───── EXTRACT

Architecture
Unsterwerx is a single Rust binary organized into 18 logical modules. Documents flow through a pipeline from ingestion to archival, with every operation recorded in the audit trail.
Pipeline
ingest → parse → canonical → similarity → knowledge → diff → classify → archive
↓ ↑
search (FTS5) user feedback
↓
reconstruct
- Ingest: scans directories, computes SHA-256 hashes, registers documents in the database, and deduplicates by content hash
- Parse: extracts raw text from PDF, DOCX, XLSX, PPTX, TXT, and CSV using format-specific parsers (NACs: Normalization, Abstraction, Compaction)
- Canonical: transforms parsed text into structural elements and stores canonical markdown in content-addressable storage (CAS)

──────────
───── DATASET ENTRIES

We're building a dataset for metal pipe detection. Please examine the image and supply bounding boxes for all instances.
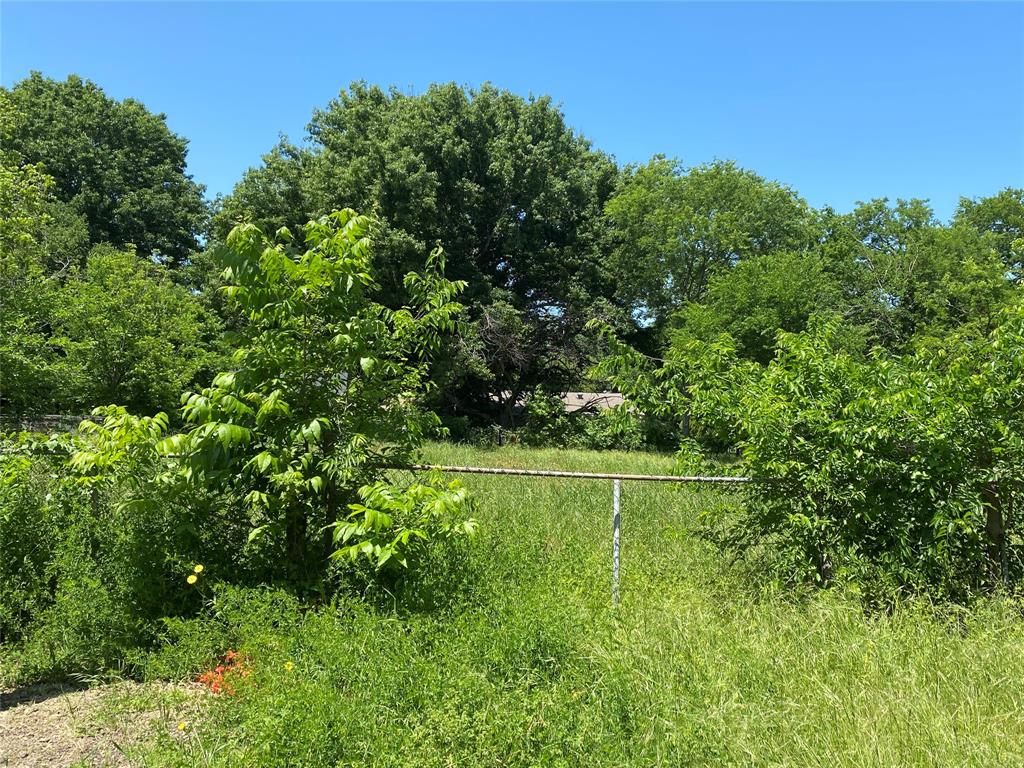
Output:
[405,464,756,483]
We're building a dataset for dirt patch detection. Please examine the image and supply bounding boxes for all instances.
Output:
[0,682,205,768]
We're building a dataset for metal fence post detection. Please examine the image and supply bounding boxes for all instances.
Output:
[611,479,623,605]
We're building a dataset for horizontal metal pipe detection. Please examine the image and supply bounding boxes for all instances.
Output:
[405,464,755,483]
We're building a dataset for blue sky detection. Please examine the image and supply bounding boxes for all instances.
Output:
[0,0,1024,218]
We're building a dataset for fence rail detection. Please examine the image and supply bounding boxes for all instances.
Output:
[405,464,758,605]
[405,464,757,483]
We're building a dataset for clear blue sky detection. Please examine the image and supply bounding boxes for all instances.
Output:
[0,0,1024,218]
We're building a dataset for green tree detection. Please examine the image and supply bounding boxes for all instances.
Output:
[0,157,57,421]
[953,187,1024,283]
[821,200,1016,350]
[3,73,207,265]
[51,246,220,413]
[155,210,469,582]
[214,83,617,423]
[605,156,816,326]
[672,251,842,364]
[602,305,1024,600]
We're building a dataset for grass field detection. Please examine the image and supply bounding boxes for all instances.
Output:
[116,445,1024,767]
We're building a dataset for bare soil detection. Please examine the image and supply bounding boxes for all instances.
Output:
[0,682,204,768]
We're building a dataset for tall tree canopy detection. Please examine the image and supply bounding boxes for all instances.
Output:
[605,156,816,324]
[4,73,207,265]
[214,83,617,428]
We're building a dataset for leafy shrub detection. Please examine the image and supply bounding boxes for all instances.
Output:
[605,309,1024,600]
[0,211,475,678]
[516,391,660,451]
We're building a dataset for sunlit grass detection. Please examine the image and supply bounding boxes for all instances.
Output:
[134,444,1024,768]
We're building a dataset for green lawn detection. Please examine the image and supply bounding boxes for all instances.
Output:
[132,445,1024,768]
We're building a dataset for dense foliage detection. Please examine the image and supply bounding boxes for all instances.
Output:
[0,69,1024,638]
[603,308,1024,599]
[0,211,475,677]
[3,73,207,265]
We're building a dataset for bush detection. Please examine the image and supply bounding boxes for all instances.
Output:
[0,211,475,679]
[515,391,659,451]
[605,309,1024,600]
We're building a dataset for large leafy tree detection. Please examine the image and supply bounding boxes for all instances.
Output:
[214,83,617,423]
[3,73,207,265]
[605,156,816,325]
[821,199,1017,349]
[672,251,842,362]
[51,245,220,414]
[153,210,468,579]
[953,187,1024,282]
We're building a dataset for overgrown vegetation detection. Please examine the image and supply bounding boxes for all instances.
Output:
[0,211,475,679]
[0,69,1024,766]
[66,444,1024,768]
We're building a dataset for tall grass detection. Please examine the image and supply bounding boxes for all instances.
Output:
[138,445,1024,768]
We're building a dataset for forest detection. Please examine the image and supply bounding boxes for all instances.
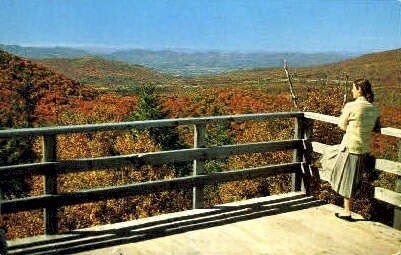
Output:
[0,49,401,239]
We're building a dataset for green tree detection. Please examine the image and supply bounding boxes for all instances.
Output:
[129,84,192,176]
[0,82,41,197]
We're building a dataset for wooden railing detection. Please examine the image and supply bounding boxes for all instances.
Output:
[304,112,401,230]
[0,112,311,234]
[0,112,401,237]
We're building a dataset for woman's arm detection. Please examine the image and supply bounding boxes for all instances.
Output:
[338,104,349,130]
[373,117,382,133]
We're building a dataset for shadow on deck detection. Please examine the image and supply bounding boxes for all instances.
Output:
[9,192,323,254]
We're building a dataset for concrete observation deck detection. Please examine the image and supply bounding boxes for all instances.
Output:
[8,192,401,255]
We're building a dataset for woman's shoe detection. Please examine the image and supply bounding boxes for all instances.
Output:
[334,213,354,222]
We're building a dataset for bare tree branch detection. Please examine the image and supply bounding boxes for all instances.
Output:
[283,59,299,109]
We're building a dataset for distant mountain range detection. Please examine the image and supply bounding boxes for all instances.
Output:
[0,44,357,76]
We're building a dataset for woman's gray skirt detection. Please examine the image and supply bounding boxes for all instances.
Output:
[320,145,369,198]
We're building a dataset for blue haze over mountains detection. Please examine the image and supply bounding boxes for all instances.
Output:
[0,44,360,76]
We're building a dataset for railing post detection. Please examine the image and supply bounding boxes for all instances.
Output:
[192,124,206,209]
[291,117,304,191]
[393,139,401,230]
[42,135,58,235]
[292,117,313,194]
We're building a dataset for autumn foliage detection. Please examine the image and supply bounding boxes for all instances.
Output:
[0,49,401,239]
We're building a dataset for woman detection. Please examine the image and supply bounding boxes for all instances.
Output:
[321,79,380,221]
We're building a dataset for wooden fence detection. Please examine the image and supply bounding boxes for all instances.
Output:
[304,112,401,230]
[0,112,308,234]
[0,112,401,237]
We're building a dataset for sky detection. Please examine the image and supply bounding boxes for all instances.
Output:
[0,0,401,52]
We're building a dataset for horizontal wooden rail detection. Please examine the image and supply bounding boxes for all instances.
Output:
[304,112,401,138]
[0,139,304,177]
[0,112,303,138]
[1,162,301,213]
[312,142,401,176]
[312,142,401,208]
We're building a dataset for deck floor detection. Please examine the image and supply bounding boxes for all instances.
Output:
[9,193,401,255]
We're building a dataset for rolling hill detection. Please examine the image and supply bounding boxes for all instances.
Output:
[104,49,355,77]
[0,50,95,127]
[0,44,359,77]
[36,57,171,88]
[187,49,401,89]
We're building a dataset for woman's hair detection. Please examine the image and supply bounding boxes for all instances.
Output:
[354,79,375,103]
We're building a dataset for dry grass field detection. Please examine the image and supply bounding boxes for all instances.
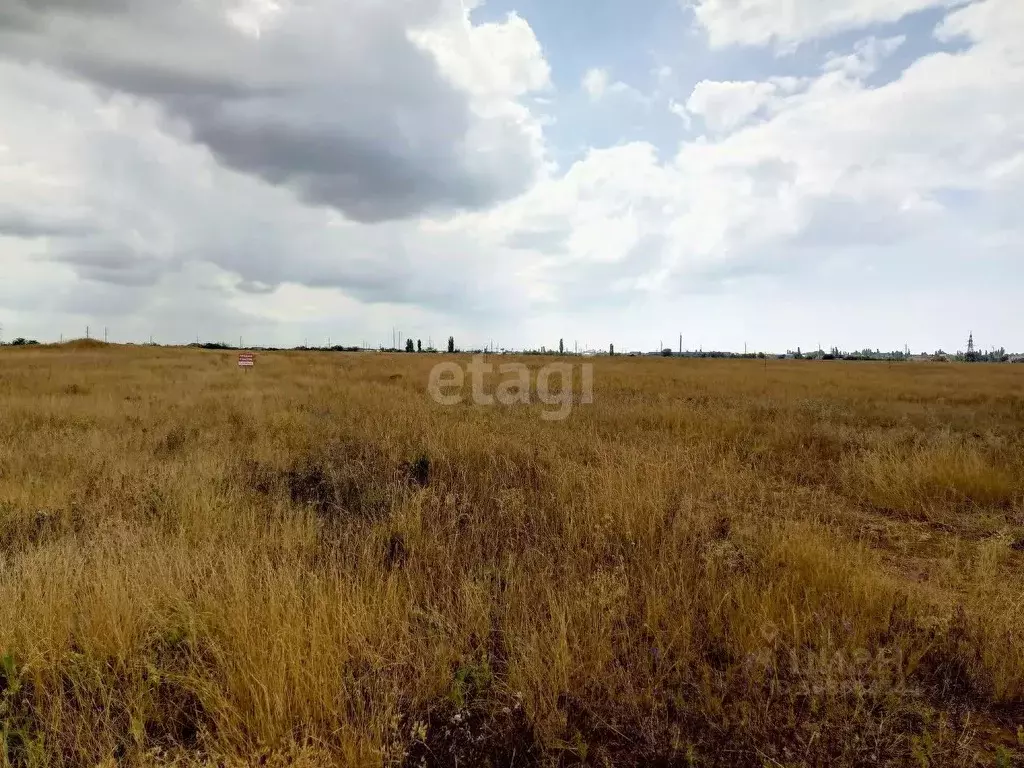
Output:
[0,343,1024,767]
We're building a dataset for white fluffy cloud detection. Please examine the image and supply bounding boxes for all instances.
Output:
[693,0,959,48]
[0,0,1024,348]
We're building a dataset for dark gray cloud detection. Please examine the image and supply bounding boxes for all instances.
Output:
[47,243,168,287]
[0,0,538,222]
[0,211,91,240]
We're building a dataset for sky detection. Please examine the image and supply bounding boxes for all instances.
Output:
[0,0,1024,351]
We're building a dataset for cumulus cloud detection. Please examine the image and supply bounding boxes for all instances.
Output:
[0,0,1024,347]
[693,0,958,48]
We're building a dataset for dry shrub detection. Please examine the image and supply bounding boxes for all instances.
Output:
[0,350,1024,766]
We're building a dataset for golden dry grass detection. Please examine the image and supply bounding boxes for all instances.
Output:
[0,344,1024,766]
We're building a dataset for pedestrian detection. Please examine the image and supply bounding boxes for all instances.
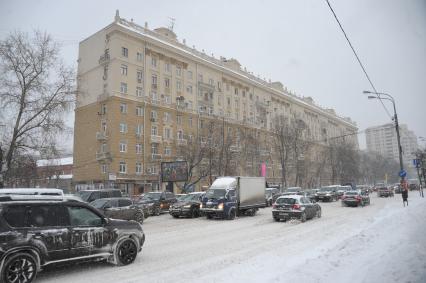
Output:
[401,180,408,206]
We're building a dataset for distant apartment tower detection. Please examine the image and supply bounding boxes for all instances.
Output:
[73,12,358,193]
[365,123,418,170]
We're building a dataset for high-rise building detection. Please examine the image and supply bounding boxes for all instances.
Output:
[365,123,418,172]
[73,11,358,196]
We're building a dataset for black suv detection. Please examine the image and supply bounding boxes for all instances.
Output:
[137,192,177,215]
[0,198,145,283]
[77,189,122,202]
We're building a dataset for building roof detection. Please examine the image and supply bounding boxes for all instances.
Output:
[37,157,73,167]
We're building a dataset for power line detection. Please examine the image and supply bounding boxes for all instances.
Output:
[325,0,393,119]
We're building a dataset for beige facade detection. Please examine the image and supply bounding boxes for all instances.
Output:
[74,10,357,193]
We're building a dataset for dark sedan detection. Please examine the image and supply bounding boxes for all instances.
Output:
[169,192,204,218]
[90,198,149,223]
[342,190,370,206]
[272,195,321,222]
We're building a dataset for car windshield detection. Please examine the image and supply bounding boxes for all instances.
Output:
[206,188,226,199]
[141,192,161,200]
[77,191,91,201]
[180,194,200,201]
[90,198,108,208]
[277,198,296,204]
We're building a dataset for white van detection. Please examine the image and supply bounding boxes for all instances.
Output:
[0,188,64,196]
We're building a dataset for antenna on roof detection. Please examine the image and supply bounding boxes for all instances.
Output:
[169,17,176,31]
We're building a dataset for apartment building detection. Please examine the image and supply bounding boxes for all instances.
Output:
[73,11,357,194]
[365,123,418,172]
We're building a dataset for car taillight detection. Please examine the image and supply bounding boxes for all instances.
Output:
[293,204,300,209]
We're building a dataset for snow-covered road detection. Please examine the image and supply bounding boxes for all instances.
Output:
[37,192,426,283]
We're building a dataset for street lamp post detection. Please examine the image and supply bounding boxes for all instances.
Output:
[363,90,404,180]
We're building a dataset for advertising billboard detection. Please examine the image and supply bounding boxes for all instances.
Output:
[161,161,188,182]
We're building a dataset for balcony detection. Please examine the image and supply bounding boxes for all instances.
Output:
[151,135,163,143]
[176,139,188,146]
[151,153,161,161]
[99,53,110,65]
[96,151,112,161]
[96,132,108,141]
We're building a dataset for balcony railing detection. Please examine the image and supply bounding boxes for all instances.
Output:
[96,151,112,161]
[151,135,163,143]
[176,139,188,146]
[151,153,161,161]
[96,132,108,141]
[99,53,110,65]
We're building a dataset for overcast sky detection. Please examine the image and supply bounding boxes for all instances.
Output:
[0,0,426,151]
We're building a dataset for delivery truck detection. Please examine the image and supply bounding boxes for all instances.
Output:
[200,177,266,220]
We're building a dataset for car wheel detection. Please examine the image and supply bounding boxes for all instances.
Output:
[300,212,306,222]
[115,238,138,265]
[317,209,321,218]
[135,211,145,224]
[0,253,37,283]
[228,209,235,220]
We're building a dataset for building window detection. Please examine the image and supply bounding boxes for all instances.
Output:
[136,52,143,61]
[120,83,127,93]
[136,70,143,84]
[120,141,127,152]
[136,162,143,175]
[119,161,127,174]
[136,124,143,136]
[163,112,170,122]
[164,128,172,140]
[120,123,127,133]
[121,65,127,76]
[177,130,183,140]
[151,110,157,122]
[151,143,158,154]
[186,85,192,93]
[136,86,143,97]
[136,143,143,154]
[136,106,143,116]
[121,47,129,57]
[164,95,172,104]
[120,103,127,114]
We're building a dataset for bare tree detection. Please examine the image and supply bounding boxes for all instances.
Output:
[0,32,75,186]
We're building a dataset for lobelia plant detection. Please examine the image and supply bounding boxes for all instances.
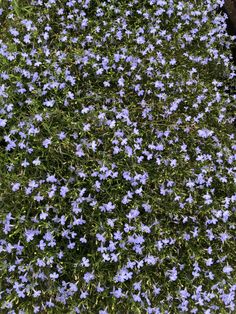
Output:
[0,0,236,314]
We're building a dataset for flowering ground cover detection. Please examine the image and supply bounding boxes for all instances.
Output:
[0,0,236,314]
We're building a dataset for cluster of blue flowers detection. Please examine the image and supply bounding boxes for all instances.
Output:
[0,0,236,314]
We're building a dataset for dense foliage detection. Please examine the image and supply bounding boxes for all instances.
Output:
[0,0,236,314]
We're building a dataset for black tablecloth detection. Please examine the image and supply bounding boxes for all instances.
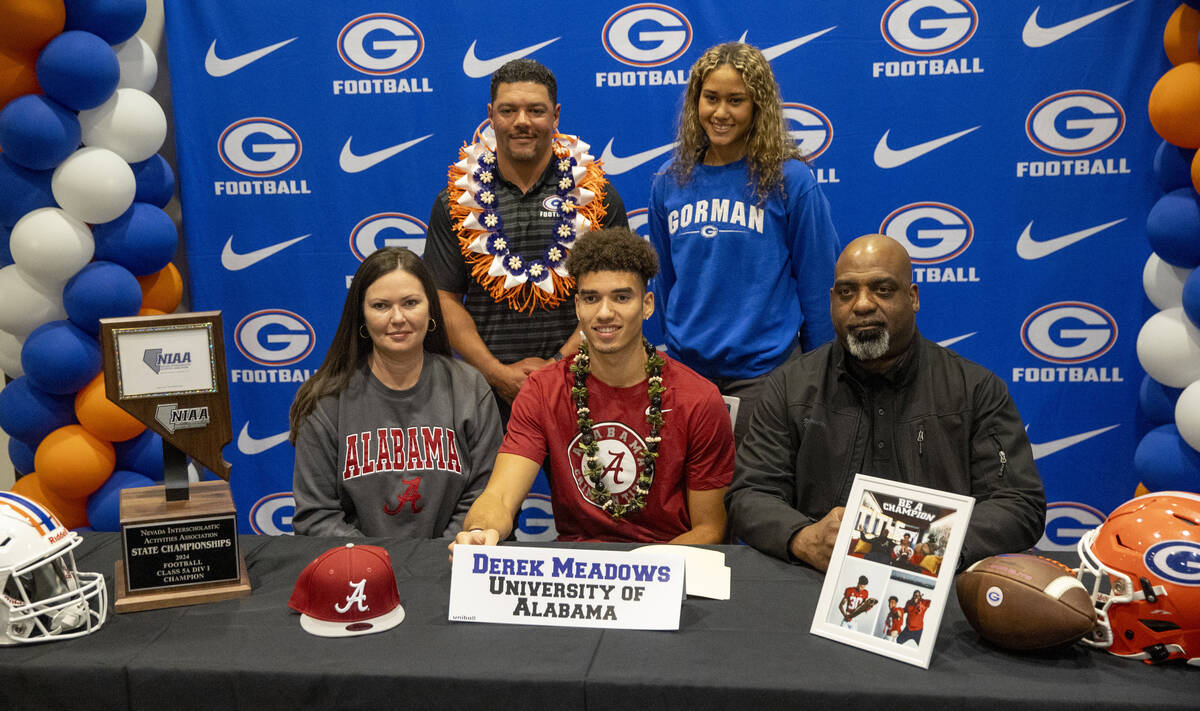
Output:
[0,533,1200,711]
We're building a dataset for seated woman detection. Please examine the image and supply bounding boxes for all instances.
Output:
[292,247,502,538]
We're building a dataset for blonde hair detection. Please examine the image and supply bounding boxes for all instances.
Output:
[671,42,804,203]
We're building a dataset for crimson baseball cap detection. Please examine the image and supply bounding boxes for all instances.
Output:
[288,543,404,637]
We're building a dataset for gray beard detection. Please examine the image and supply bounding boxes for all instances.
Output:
[846,329,892,360]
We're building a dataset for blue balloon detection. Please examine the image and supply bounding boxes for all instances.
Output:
[64,0,146,44]
[0,155,58,227]
[88,470,155,531]
[91,203,179,276]
[130,154,175,208]
[1154,141,1196,192]
[113,430,163,482]
[62,262,142,335]
[0,94,80,171]
[20,319,102,395]
[1138,375,1183,425]
[1146,187,1200,269]
[1133,425,1200,491]
[35,30,121,110]
[0,376,76,448]
[8,437,37,476]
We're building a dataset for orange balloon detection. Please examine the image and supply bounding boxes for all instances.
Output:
[0,0,67,52]
[1150,61,1200,148]
[34,425,116,498]
[1163,4,1200,66]
[138,262,184,313]
[0,49,42,108]
[1192,145,1200,192]
[12,472,88,528]
[76,374,146,442]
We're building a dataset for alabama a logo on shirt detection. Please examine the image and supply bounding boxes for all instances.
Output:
[566,422,646,508]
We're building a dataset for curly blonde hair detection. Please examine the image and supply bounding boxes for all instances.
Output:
[670,42,806,204]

──────────

- _ASSIGNMENT_
Copy the Unsterwerx architecture text word for word from "Architecture" up to and including "the audit trail.". The rows have nothing to do with this.

- _RESPONSE BELOW_
Architecture
Unsterwerx is a single Rust binary organized into 18 logical modules. Documents flow through a pipeline from ingestion to archival, with every operation recorded in the audit trail.